> CHALLENGES
(1) Reproduce the passage of the Broken Flowers review that begins at the words "Directed by Jim" and ends after "Film Isn't Funny.".
(2) Write the next part of the Broken Flowers review, picking up after its last sentence.

━━ EXCERPT PROVIDED ━━

Directed by Jim Jarmusch

At the Cannes Film Festival this past spring, where Broken Flowers won the Grand Prize, Jim Jarmusch was heard lamenting the suggestions that this was his most audience friendly film to date. He would be pleased to hear, then, the reports recently related to me by a local cinema employee of audiences leaving a theater en masse, many in pursuit of refunds, all because: The Film Isn't Funny.

What were they expecting, I wonder? I suppose any misguided anticipation might have bolstered by those critics who said that the film was commercial. How I wish that, by 'commercial,' they simply meant 'excellent!' Instead, I must assume they're simply referring to the presence of Bill Murray, around whom a cultural zeitgeist of sorts has formed. Everyone knows he's a great actor now, thanks largely to Sofia Coppola's Lost In Translation and the efforts of Wes Anderson; but didn't anyone actually see these films? Don't they have an idea of what to expect? Or do they think Murray's career upswing is due to his voice work in Garfield?

In a perfect world, everyone would have seen Lost In Translation and The Life Aquatic and the other Anderson films, and they would see Broken Flowers, and whether or not they liked the films, they would appreciate them. In a perfect world, Jarmusch would have no reason to be so afraid of the American mainstream and its connotations. Unfortunately, though, those connotations are both correct and longstanding, and thus it is that the mass exodus of theater patrons is, in a perverse and paradoxical manner, a sign of success for a film like this one. Conversely, it is a condemnation of American culture, which at large is dismissing a great film from a great filmmaker, one that is, indeed, very funny.

━━━
━━ GIVEN ENTRIES ━━

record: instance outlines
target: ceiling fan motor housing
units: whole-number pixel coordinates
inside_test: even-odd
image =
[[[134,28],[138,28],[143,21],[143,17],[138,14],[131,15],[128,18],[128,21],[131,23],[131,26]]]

━━━

> ANSWERS TO THE PROBLEMS
(1)
Directed by Jim Jarmusch

At the Cannes Film Festival this past spring, where Broken Flowers won the Grand Prize, Jim Jarmusch was heard lamenting the suggestions that this was his most audience friendly film to date. He would be pleased to hear, then, the reports recently related to me by a local cinema employee of audiences leaving a theater en masse, many in pursuit of refunds, all because: The Film Isn't Funny.

(2)
The key to Jarmusch's work, though, is his mastery of tone; much humor can be found in a film like Broken Flowers, but one must know were to find it (no looking required, though). Here is a filmmaker will never let a joke play out for its own sake in a context that does not demand it. A scene might be funny in theory, but within a given film and played out by the film's characters, one might find it taking on unexpected dimensions. For example: a running theme throughout Jarmusch's oveure is the nature of an alien travelling in a foreign land - the Japanese kids exploring in Memphis in Mystery Train, the Polish girl and her New Yorker cousin standing on the Florida beaches in Stranger Than Paradise, the old world ethics in the modern environs of Ghost Dog: The Way Of The Samurai, and now Bill Murray's character in this film. This narrative interest naturally creates ample opportunity for fish-out-of-water predicaments, but Jarmusch's characters are almost always separated from the world around them, existing awkwardly as best they can, not always succeeding. Resultingly, there's often a pervasive sense of loneliness and disconnection that mitigates any humor.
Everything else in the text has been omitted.